##### Excerpted records #####

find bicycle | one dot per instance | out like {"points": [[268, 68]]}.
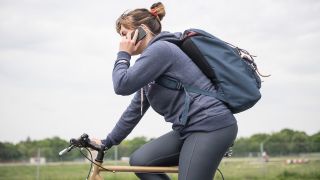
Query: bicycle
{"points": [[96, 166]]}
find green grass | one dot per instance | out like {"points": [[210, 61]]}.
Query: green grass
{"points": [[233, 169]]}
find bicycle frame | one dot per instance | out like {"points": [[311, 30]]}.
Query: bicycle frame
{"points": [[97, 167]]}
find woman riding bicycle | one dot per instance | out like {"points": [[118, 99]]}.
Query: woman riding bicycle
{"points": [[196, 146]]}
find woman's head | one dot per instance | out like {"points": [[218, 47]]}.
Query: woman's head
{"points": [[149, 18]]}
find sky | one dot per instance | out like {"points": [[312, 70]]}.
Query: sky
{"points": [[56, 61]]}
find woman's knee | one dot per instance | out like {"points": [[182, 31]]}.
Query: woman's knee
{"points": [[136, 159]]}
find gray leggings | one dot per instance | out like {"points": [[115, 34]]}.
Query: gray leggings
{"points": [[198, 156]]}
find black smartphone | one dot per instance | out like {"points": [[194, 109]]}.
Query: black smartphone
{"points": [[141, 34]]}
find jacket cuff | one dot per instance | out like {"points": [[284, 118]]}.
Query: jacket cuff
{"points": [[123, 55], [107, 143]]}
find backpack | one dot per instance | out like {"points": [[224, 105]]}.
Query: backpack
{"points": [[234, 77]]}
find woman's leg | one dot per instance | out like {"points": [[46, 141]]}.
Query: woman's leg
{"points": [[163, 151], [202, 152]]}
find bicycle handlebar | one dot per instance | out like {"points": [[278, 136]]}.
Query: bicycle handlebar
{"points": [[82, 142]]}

#####

What you need to do: In the listing above, find the line containing "Query: gray leggings", then reproduce it and each line after it through the end, exactly and with nothing added.

Written solution:
Query: gray leggings
{"points": [[198, 156]]}
find black smartphone | one dot per instance | out like {"points": [[194, 109]]}.
Query: black smartphone
{"points": [[141, 34]]}
find jacket cuff | one dot per instance | out like {"points": [[284, 118]]}.
Query: jacket cuff
{"points": [[123, 55], [107, 143]]}
find backpack | one dot per instance | out like {"points": [[224, 105]]}.
Query: backpack
{"points": [[234, 77]]}
find woman's leg | one dot per instance | out like {"points": [[46, 141]]}.
Query: woman's leg
{"points": [[163, 151], [202, 152]]}
find bicycle handlebar | one dot per instance | out like {"points": [[278, 136]]}.
Query: bicycle handlebar
{"points": [[82, 142]]}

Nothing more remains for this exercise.